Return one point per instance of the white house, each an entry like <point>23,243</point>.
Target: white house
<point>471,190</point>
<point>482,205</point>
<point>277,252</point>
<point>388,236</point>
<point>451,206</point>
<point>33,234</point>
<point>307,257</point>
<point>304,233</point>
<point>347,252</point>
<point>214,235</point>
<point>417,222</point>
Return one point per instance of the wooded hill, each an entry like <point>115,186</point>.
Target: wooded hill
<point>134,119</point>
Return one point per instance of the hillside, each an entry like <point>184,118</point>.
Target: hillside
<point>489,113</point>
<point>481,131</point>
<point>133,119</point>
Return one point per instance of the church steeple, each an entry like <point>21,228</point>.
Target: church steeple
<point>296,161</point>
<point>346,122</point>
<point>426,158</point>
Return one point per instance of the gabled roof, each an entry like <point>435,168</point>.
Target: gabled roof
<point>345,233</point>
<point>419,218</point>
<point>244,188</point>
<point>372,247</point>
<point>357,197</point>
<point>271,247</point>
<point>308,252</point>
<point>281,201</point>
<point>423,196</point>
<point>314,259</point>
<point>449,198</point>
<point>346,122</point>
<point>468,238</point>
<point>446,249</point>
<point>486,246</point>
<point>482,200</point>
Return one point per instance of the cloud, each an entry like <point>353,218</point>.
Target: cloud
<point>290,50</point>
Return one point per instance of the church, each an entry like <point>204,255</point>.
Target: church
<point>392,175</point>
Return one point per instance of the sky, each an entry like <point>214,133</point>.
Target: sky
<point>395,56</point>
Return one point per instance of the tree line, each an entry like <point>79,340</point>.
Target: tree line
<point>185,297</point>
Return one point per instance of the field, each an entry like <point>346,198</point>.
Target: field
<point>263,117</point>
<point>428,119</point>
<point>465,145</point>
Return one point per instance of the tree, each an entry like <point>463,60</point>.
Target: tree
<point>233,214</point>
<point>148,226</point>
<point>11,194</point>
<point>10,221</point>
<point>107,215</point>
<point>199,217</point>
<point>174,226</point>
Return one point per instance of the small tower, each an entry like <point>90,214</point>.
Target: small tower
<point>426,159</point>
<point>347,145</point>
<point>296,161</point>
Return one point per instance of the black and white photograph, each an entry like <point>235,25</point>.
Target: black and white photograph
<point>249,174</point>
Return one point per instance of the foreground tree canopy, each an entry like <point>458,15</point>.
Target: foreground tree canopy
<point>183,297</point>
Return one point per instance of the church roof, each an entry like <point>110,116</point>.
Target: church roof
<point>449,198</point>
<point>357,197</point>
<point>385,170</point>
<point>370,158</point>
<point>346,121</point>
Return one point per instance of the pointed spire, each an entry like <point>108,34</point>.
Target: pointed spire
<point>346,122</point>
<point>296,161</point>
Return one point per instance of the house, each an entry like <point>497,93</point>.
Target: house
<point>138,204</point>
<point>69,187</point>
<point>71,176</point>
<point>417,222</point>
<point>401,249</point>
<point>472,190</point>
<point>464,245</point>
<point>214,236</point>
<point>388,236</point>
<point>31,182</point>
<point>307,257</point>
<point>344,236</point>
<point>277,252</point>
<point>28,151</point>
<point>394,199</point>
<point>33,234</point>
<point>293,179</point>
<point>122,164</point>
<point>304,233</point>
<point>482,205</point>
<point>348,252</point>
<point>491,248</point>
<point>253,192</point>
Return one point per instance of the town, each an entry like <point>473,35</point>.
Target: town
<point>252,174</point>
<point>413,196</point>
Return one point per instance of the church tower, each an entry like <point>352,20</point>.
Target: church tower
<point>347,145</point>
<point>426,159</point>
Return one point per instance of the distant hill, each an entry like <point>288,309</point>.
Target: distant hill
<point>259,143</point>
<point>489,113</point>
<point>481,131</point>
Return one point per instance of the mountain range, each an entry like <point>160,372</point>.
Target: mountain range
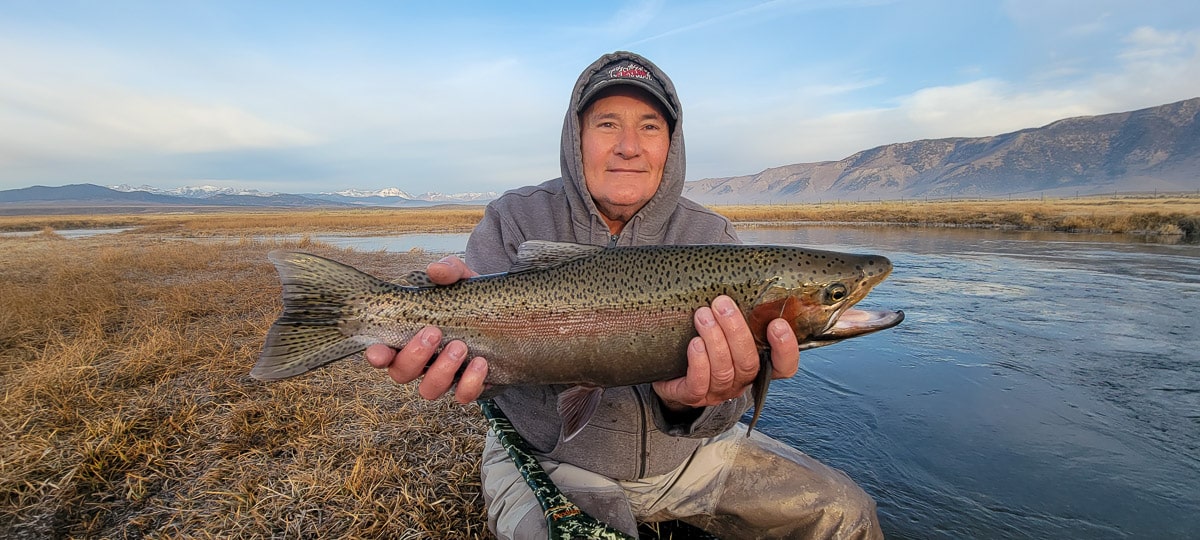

....................

TASK TO CARRY OUT. Reproduce the material verbatim, starting at its first line and going on through the line that contains "<point>214,235</point>".

TASK RESULT.
Return one point per instance of the white house, each an entry like <point>23,243</point>.
Target: white house
<point>471,190</point>
<point>482,205</point>
<point>277,252</point>
<point>388,236</point>
<point>451,206</point>
<point>33,234</point>
<point>307,257</point>
<point>304,233</point>
<point>347,252</point>
<point>214,235</point>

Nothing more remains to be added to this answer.